- **ZU ERLEDIGENDE AUFGABEN**:
- a) Welche CPU wird im Forumsthread zur Drehzahlmessung angegeben?
- b) Führe den Forumsthread zur Drehzahlmessung im Anschluss an seinen letzten Beitrag weiter.

- **TEXTAUSSCHNITT**:
☆ ☆ ☆ ☆ ☆ ☆ ☆
# Drehzahl messen und ausgeben



## STMA83 (21 April 2019)

Hallo Leute. 

Ich bin neu hier und mach gerade eine Ausbildung zum Automatisierungstechniker. Ich bitte um kurze Hilfe.

Folgendes soll ich programmieren und folgendes habe ich gemacht:

Simatic Manager

CPU = 314C-2

Ich muss eine Drehzahl mit einem Initiator messen, der pro Umdrehung ein Signal von einer Schraube bekommt. 

Zum Testen habe ich einen Taktmerker (soll dann später mein Ini werden) auf eine Ausschaltverzögerung gehängt. TW habe ich mit 10s vorgegeben. Somit weiß ich jetzt die Zeit von einer Umdrehung. 

Wenn ich jetzt die Umdrehung (1) durch die Zeit (0,4sek) rechne und dann mal 60 = U/min. 

Meine Frage: wie mach ich das im Simatic Manager mit der ganzen Rechnerei bzw. Datentypen? 

Kann mir da bitte jemand helfen? Ich komm einfach nicht drauf. 

Danke!


----------



## peter(R) (22 April 2019)

D.h. du bekommst alle 10 Sekunden einen Zykluswisch ??

peter(R)
☆ ☆ ☆ ☆ ☆ ☆ ☆
- **GEGEBENE INFORMATIONEN**:
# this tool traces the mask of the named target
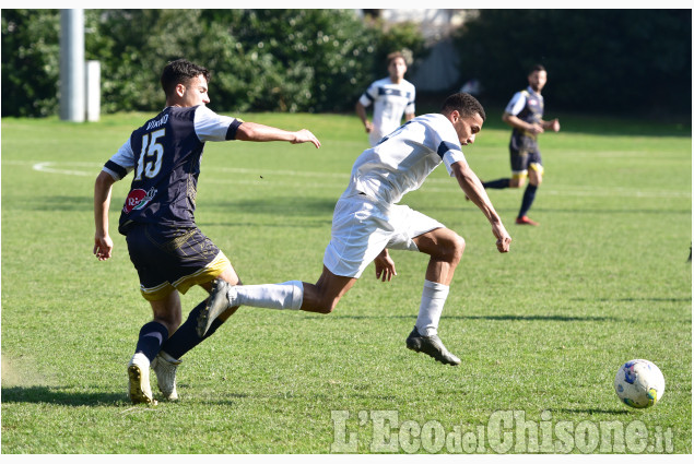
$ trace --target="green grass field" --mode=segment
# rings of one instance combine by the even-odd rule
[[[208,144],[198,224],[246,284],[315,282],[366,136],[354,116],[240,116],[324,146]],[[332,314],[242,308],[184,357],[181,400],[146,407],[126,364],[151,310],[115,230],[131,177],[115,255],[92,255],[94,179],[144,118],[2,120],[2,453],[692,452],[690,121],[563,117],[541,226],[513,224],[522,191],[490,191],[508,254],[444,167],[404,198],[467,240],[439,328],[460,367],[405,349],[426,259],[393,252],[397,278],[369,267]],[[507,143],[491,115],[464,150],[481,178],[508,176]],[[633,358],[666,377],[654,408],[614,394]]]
☆ ☆ ☆ ☆ ☆ ☆ ☆
- **SCHRIFTLICHE ANTWORTEN**:
- a) Die CPU 314C-2.

- b)
----------



## Onkel Dagobert (22 April 2019)

Für die Berechnung (Multiplikaton, Division) bietet sich das Real-Format an. Die ermittelte Zeit liegt dir wahrscheinlich im Format "Time" vor. Diesen Wert müsstest du ins Format "Real" transferieren. Als Zwischenschritt verschiebst du den TIME-Wert in ein DINT. Dieses DINT wandelst du dann zu einer Realzahl. In FUP geht das z.Bsp. mit "MOVE" und "DI_R". Das Ergebnis ist die Zeit für eine Umdrehung​ im Realformat und in Millisekunden. Die "60" ist eine Konstante, die gibst du einfach als "60.0" vor. Den Rest solltest du hin bekommen.


----------



## Plan_B (22 April 2019)

Verständnisfrage:
Warum benutzt Du nicht einen integrierten Zähler der 314C im Modus Periodendauermessung?
Vorteil ist, dass Du bei der Drehzahlmessung unabhängig von der Zykluszeit wirst und zudem noch genauer.

Zum testen dann den Taktmerker über einen Digout mittels Drahtbrücke auf den Zählereingang.

Für die Berechnungen: 
Real ist nicht zwingend erforderlich. Wenn Du die Periodendauer zum Beispiel in Millisekunden bekommst kann die Berechnung auch in Ganzahlformaten durchgeführt werden. 
1/Periodendauer*Umrechnungsfaktor beinhaltet zwei Konstante, welche ich gleich ausmultiplizieren würde. Das reduziert die Berechnung auf Umrechnungsfaktor/Periodendauer. Liegt die Periodendauer als Millissekunde vor ist der Umrechnungsfaktor 60000.

Im oben genannten Beispiel also 60000/400=150. Das ist auch in FUP ohne Verrenkungen mit dem DIV-Baustein schnell fertig.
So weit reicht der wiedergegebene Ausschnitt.